- Tarefa proposta -
Reescreva em forma de lista o parágrafo do trecho apresentado que começa com "O senado de Zurique recusara". Conserve os fatos principais.

- Trecho apresentado -
....................

O senado de Zurique recusara terminantemente permitir que Zuínglio partisse para Marburgo, temendo que algum mal lhe sobreviesse. Mas ele sentia que sua presença na conferência era necessária para o bem da Igreja, e que precisava ir! Assim, preparou-se para a viagem e partiu durante a noite, tendo apenas um amigo por companhia — Rodolph Collin, o professor de grego. Deixou a seguinte nota ao Senado: "Se parto sem vos informar, não é por desprezar vossa autoridade, sapientíssimos senhores, mas porque, conhecendo o afeto que me tendes, prevejo que vossa preocupação opor-se-ia à minha partida." Chegaram sãos e salvos a Basileia, onde se lhes uniu Oekolampadius; e a Estrasburgo, onde se agregaram Bucer, Hedio e Sturm. O grupo chegou a Marburgo em 29 de setembro. Lutero e seus companheiros no dia 30. Ambos os partidos foram cortêsmente recebidos pelo landgrave Filipe de Hesse e hospedados no castelo, à sua própria mesa.

....................

- Dados fornecidos -

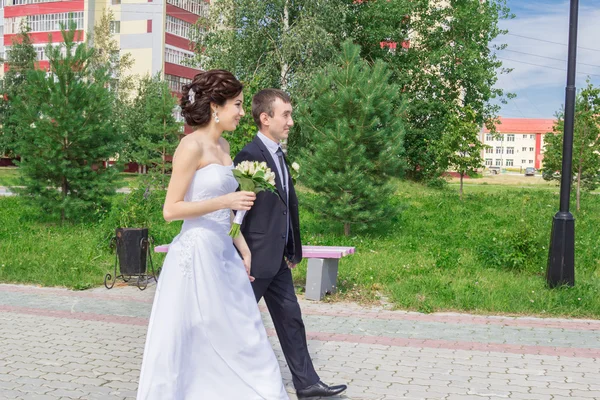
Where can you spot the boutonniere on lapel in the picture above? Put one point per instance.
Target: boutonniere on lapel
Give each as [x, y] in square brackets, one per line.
[294, 169]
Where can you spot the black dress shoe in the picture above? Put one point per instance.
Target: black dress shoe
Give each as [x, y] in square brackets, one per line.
[320, 389]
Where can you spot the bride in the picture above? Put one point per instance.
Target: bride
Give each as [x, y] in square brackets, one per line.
[206, 339]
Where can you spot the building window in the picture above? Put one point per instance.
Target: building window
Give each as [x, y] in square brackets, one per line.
[198, 7]
[179, 57]
[176, 82]
[179, 27]
[45, 22]
[115, 27]
[23, 2]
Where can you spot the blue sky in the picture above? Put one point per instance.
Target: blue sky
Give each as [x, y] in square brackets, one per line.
[537, 52]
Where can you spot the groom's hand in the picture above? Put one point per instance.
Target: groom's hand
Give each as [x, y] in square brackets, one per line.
[247, 265]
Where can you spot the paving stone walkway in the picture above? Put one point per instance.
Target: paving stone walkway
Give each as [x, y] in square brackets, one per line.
[60, 344]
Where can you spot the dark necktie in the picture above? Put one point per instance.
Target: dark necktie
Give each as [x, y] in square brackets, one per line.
[279, 153]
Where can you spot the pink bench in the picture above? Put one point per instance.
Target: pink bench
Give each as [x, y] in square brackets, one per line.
[321, 274]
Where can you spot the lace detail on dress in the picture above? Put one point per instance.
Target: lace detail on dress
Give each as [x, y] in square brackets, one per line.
[187, 241]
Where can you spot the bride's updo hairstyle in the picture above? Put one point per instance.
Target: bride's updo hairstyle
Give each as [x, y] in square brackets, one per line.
[214, 86]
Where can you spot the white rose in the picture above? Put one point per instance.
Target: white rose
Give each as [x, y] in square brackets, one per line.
[242, 167]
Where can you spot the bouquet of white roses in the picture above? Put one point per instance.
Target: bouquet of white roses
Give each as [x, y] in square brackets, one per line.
[253, 176]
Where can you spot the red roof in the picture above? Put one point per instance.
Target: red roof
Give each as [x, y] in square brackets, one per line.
[524, 125]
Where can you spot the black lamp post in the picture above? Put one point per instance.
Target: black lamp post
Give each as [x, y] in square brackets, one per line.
[561, 257]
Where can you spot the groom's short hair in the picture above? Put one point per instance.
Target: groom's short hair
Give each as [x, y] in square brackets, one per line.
[262, 102]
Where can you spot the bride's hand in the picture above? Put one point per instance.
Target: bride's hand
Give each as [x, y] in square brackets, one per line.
[248, 263]
[240, 200]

....................

- Resposta correta -
- O senado de Zurique recusou-se a permitir que Zuínglio fosse a Marburgo, por temer que algum mal lhe acontecesse.
- Zuínglio considerava sua presença na conferência necessária para o bem da Igreja e partiu durante a noite. Levou como única companhia Rodolph Collin, professor de grego.
- Deixou uma nota ao Senado. Nela explicava que partia sem avisar não por desprezar a autoridade dos senhores, mas por prever que a preocupação deles se oporia à viagem.
- Em Basileia, Oekolampadius juntou-se a eles. Em Estrasburgo, juntaram-se Bucer, Hedio e Sturm.
- O grupo chegou a Marburgo em 29 de setembro, e Lutero e seus companheiros chegaram no dia 30.
- O landgrave Filipe de Hesse recebeu os dois partidos com cortesia e os hospedou no castelo, à sua própria mesa.